───── AVAILABLE RECORDS
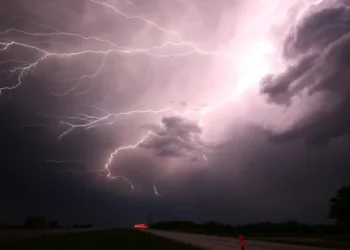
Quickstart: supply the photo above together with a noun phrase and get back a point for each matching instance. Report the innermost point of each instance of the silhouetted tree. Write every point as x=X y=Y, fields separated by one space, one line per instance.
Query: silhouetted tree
x=340 y=206
x=54 y=224
x=35 y=222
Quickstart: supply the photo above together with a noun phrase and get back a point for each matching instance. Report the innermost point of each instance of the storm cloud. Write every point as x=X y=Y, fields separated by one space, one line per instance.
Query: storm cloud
x=175 y=137
x=317 y=58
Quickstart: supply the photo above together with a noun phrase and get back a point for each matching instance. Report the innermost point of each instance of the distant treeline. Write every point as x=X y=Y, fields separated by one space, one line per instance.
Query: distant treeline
x=266 y=229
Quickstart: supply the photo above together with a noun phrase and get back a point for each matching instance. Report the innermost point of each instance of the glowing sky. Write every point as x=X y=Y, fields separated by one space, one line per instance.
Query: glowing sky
x=164 y=99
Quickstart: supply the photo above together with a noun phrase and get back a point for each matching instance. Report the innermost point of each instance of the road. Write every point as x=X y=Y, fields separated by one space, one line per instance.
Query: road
x=225 y=243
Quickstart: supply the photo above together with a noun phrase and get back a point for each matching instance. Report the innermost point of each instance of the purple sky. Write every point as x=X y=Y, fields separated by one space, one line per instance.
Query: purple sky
x=201 y=110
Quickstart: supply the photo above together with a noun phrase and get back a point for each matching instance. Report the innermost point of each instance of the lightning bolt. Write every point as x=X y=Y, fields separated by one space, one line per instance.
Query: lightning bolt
x=167 y=50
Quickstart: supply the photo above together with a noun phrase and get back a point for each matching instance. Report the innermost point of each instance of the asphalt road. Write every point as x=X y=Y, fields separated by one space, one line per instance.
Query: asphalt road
x=225 y=243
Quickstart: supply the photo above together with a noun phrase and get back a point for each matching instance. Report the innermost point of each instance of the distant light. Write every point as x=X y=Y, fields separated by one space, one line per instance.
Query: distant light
x=140 y=226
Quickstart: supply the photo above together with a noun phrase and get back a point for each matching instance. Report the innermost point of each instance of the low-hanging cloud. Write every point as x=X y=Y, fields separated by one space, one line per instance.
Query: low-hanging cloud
x=175 y=137
x=317 y=55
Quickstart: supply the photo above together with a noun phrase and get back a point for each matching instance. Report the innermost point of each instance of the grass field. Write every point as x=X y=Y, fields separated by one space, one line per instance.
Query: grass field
x=127 y=239
x=328 y=242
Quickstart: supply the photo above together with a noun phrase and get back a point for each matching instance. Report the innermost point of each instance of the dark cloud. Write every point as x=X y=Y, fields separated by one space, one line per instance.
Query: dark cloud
x=317 y=52
x=175 y=137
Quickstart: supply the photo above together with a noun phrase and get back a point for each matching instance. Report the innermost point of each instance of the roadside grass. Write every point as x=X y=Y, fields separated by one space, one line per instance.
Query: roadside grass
x=124 y=239
x=325 y=242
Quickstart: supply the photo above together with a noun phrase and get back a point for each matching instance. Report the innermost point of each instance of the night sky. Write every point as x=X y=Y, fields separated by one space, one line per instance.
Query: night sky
x=233 y=111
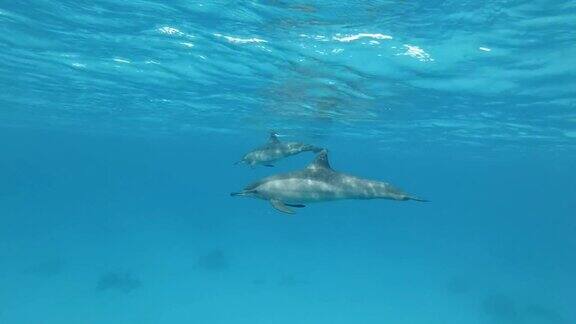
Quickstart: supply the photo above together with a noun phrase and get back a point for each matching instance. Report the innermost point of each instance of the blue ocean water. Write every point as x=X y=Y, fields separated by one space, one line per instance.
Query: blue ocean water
x=120 y=122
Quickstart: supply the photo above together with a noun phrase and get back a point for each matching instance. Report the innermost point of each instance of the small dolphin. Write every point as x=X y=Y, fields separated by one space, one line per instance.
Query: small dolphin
x=275 y=150
x=318 y=182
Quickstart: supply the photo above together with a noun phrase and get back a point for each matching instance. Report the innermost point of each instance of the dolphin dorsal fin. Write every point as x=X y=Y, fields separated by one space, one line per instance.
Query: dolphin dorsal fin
x=321 y=161
x=273 y=139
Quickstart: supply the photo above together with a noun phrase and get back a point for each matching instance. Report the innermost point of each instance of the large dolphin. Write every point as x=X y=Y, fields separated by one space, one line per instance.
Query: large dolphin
x=318 y=182
x=275 y=150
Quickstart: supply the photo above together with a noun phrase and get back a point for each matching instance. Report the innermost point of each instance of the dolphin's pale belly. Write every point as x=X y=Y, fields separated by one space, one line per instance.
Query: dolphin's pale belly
x=300 y=191
x=309 y=190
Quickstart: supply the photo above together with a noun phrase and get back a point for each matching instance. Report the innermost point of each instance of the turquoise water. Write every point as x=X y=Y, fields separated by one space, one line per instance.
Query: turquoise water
x=120 y=122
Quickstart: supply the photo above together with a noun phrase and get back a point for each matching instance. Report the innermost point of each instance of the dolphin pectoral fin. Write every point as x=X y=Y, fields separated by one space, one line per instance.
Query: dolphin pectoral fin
x=418 y=199
x=296 y=205
x=280 y=206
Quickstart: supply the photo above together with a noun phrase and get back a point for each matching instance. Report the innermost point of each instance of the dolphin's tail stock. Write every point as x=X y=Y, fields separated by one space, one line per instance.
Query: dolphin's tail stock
x=417 y=199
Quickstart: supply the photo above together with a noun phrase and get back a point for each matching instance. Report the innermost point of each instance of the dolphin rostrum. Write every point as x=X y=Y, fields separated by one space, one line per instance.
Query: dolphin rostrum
x=319 y=182
x=275 y=150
──────────
TASK TO CARRY OUT: Leaving out the pictures, output the listing above exactly as given.

YOUR SOLUTION:
Quickstart: supply the photo above together with a noun phrase and get back a point for each matching instance. Report the innermost point of each instance of the silhouetted tree. Write every point as x=X y=Y, fields separated by one space, one line per instance.
Query: silhouetted tree
x=340 y=206
x=54 y=224
x=35 y=222
Quickstart: supply the photo above together with a noun phrase and get back a point for each matching instance. Report the innermost point of each instance of the storm cloud. Write every point as x=X y=Y, fields separated by one space, one line per instance.
Query: storm cloud
x=175 y=137
x=317 y=58
Quickstart: supply the photo above together with a noun phrase and get back a point for each matching instance. Report the innermost point of each instance of the distant treeline. Write every point as x=X y=Y, fields separated by one space, one line per instance.
Query: distant treeline
x=266 y=229
Quickstart: supply the photo above together with a noun phrase and get back a point for each matching instance. Report the innermost point of each instance of the glowing sky. Write every point as x=X y=Y, fields separated by one space, one line per instance.
Query: glowing sky
x=164 y=99
Quickstart: supply the photo above together with a noun phrase and get back a point for each matching instance. Report the innermost point of each instance of the road. Write every point as x=X y=Y, fields separated by one space, one line per instance.
Query: road
x=225 y=243
Quickstart: supply the photo above together with a noun phrase and get back a point for each matching instance. Report the innermost point of each instance of the purple sky. Write every point as x=X y=Y, fields separated by one space, one line per instance.
Query: purple sky
x=201 y=110
Quickstart: supply the photo above together with a noun phrase and get back a point for each matching instance. Report the innermost point of each instance of the lightning bolt. Write every point as x=X y=Y, fields separated by one space, one line per instance.
Query: lightning bolt
x=167 y=50
Quickstart: supply the photo above together with a noun phrase and get back a point for each matching instance. Report the innermost point of each instance of the asphalt road. Write every point as x=X y=Y, fields separated by one space, one line per instance.
Query: asphalt road
x=225 y=243
Quickstart: supply the photo above together with a noun phrase and get back a point for each matching instance. Report the innermost point of each instance of the distant light. Write every point as x=X y=Y, fields separated by one space, one line per instance.
Query: distant light
x=140 y=226
Quickstart: supply the photo above together with a noun phrase and get back a point for each matching instance. Report the innermost point of each instance of the low-hanging cloud. Write every point as x=X y=Y, fields separated by one space, one line per instance.
Query: low-hanging cloud
x=175 y=137
x=317 y=55
Quickstart: supply the photo above together with a noun phrase and get back a point for each matching instance. Report the innermost point of each instance of the grass field. Write every point as x=X y=Y, fields separated by one space, one line per instance.
Query: grass field
x=127 y=239
x=328 y=242
Quickstart: supply the photo above together with a noun phrase and get back a point for each matching instance. Report the innermost point of each instance of the dark cloud. Write every point as x=X y=Y, fields separated by one space, one line per instance.
Query: dark cloud
x=317 y=52
x=175 y=137
Quickstart: supply the photo above together with a noun phrase and get back a point for each matching instance. Report the innermost point of each instance of the roadside grass. Write every point as x=X y=Y, fields separated by one space, one line per instance.
Query: roadside grass
x=124 y=239
x=325 y=242
Quickstart: supply the photo above together with a noun phrase and get back a point for each matching instance. Report the innermost point of each instance of the night sky. Write every point as x=X y=Y, fields separated by one space, one line per instance.
Query: night sky
x=233 y=111
Quickstart: supply the photo above together with a noun phrase and get back a point for each matching instance. Report the innermost point of each instance of the blue ocean water. Write every point as x=X y=Y, fields separated by one space, one line per instance.
Query: blue ocean water
x=120 y=122
Quickstart: supply the photo above together with a noun phrase and get back a point for each matching instance. Report the innermost point of each instance of the small dolphin. Write every point as x=X y=Y, fields separated by one space, one line per instance.
Query: small dolphin
x=275 y=150
x=318 y=182
Quickstart: supply the photo above together with a noun phrase and get back a point for each matching instance. Report the innermost point of each instance of the dolphin dorsal fin. Write every point as x=X y=Y, fields separated by one space, one line per instance.
Query: dolphin dorsal fin
x=321 y=161
x=273 y=139
Quickstart: supply the photo above together with a noun phrase and get back a point for each matching instance. Report the innermost point of each instance of the large dolphin. Write every point as x=X y=Y, fields separated by one space, one line per instance.
Query: large dolphin
x=318 y=182
x=275 y=150
Quickstart: supply the photo above together with a noun phrase and get back a point for each matching instance. Report the innermost point of each instance of the dolphin's pale belly. Write every point as x=X y=Y, fields separated by one space, one line per instance.
Query: dolphin's pale belly
x=300 y=191
x=309 y=190
Quickstart: supply the photo above together with a noun phrase and get back a point for each matching instance. Report the innermost point of each instance of the turquoise water. Write every point as x=X y=Y, fields separated by one space, one line per instance.
Query: turquoise water
x=120 y=122
Quickstart: supply the photo above together with a noun phrase and get back a point for each matching instance. Report the innermost point of each instance of the dolphin pectoral fin. Write every point as x=X y=Y, fields separated by one space, one line per instance.
Query: dolphin pectoral fin
x=418 y=199
x=296 y=205
x=280 y=206
Quickstart: supply the photo above together with a noun phrase and get back a point for each matching instance. Report the innermost point of each instance of the dolphin's tail stock. Write every point as x=X y=Y, fields separated by one space, one line per instance.
Query: dolphin's tail stock
x=417 y=199
Quickstart: supply the photo above together with a noun phrase and get back a point for each matching instance. Report the innermost point of each instance of the dolphin rostrum. Write every point as x=X y=Y, fields separated by one space, one line per instance.
Query: dolphin rostrum
x=319 y=182
x=275 y=150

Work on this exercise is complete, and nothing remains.